## DETECTION OF SOFTWARE DATA DEPENDENCY IN SUPERSCALAR COMPUTER ARCHITECTURE EXECUTION

### Elena ZAHARIEVA-STOYANOVA, Lorentz JÄNTSCHI

Technical University of Gabrovo, Bulgaria, zaharieva@tugab.bg Technical University of Cluj-Napoca, Romania, lori@webmail.academicdirect.ro

Abstract: This paper treats the problem of detection of data hazards in superscalar execution. The algorithms of independent instruction detection are represented. They can be used in out-of-order execution logic and a code optimized algorithm. The algorithms use the platform of Intel Pentium architecture and analyze the IA-32 instruction set. The implementation of the algorithms is in a software simulator, which represents the way the Intel Pentium Processor works. It can be used in software module, which simulate out-of-order execution logic.

Keywords: simulators, RISC architecture, Intel Pentium processor, IA-32 architecture, data hazards, data-flow analysis

#### 1. INTRODUCTION

Instruction-level parallelism is a frequently used technique in up-do-date processors' architectures. It makes it possible to execute more than one instruction per cycle. Today's processors use more than one pipeline, which means that they have superscalar architecture.

Although the pipeline usage is a feature of RISC processors, this technique is used also in processors with mixed architecture - a mix of RISC and CISC. For example, developing IA-32 architecture, Intel Corporation introduced superscalar technique in the Pentium processor. The first Intel Pentium processor has two 5-stage pipelines. Next comes 3-ways supersclar P6 architecture with 10-stage pipelines (Keshava and Pentkovski, 1999). The number of pipeline stages in NetBurst architecture is increased to 20 (Hinton et al. 2001).

Because of the possibility to execute more than one instruction per cycle, the instruction-level parallelism

increases the performance highly. On the other hand, an ideal sequence of uniform instructions is rare. The execution of one instruction often depends on the result of the previous instruction's execution. This situation is called *data hazard*.

******************************

** Given request 1 **
Decide whether each statement agrees with the excerpt on data hazards, answering yes or no and quoting the words of the excerpt that settle it: (a) The first Intel Pentium processor has two 5-stage pipelines. (b) NetBurst architecture uses 10 pipeline stages. (c) The algorithms analyze the IA-32 instruction set.
** Given request 2 **
List every keyword given in the excerpt on data hazards.

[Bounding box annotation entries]

******************************

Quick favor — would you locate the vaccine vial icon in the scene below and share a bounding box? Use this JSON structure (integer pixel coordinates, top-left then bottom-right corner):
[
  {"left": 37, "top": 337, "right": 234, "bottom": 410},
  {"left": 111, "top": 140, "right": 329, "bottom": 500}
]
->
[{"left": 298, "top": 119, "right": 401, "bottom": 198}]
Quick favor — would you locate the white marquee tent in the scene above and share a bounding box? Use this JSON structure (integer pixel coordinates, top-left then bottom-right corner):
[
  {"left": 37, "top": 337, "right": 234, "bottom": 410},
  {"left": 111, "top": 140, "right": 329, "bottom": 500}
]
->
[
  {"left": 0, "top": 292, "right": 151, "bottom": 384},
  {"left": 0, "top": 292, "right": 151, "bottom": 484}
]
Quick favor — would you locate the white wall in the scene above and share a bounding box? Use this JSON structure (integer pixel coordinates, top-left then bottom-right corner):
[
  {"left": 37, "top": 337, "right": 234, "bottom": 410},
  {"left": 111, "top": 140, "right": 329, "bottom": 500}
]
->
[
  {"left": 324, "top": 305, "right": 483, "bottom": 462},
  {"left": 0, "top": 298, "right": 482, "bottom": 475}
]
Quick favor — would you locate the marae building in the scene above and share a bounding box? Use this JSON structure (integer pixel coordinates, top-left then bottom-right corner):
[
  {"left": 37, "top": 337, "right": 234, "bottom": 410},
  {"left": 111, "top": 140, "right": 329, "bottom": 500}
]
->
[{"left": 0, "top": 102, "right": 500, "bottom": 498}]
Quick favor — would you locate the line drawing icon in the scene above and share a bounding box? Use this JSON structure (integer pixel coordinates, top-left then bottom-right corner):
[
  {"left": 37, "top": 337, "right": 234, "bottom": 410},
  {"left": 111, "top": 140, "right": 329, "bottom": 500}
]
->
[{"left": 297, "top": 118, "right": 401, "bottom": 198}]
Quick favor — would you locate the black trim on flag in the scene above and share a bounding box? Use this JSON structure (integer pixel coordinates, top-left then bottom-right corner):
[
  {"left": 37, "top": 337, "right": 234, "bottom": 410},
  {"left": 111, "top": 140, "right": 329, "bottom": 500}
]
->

******************************

** Correct answer 1 **
(a) Yes: "The first Intel Pentium processor has two 5-stage pipelines."
(b) No: "The number of pipeline stages in NetBurst architecture is increased to 20"
(c) Yes: "analyze the IA-32 instruction set"

** Correct answer 2 **
simulators, RISC architecture, Intel Pentium processor, IA-32 architecture, data hazards, data-flow analysis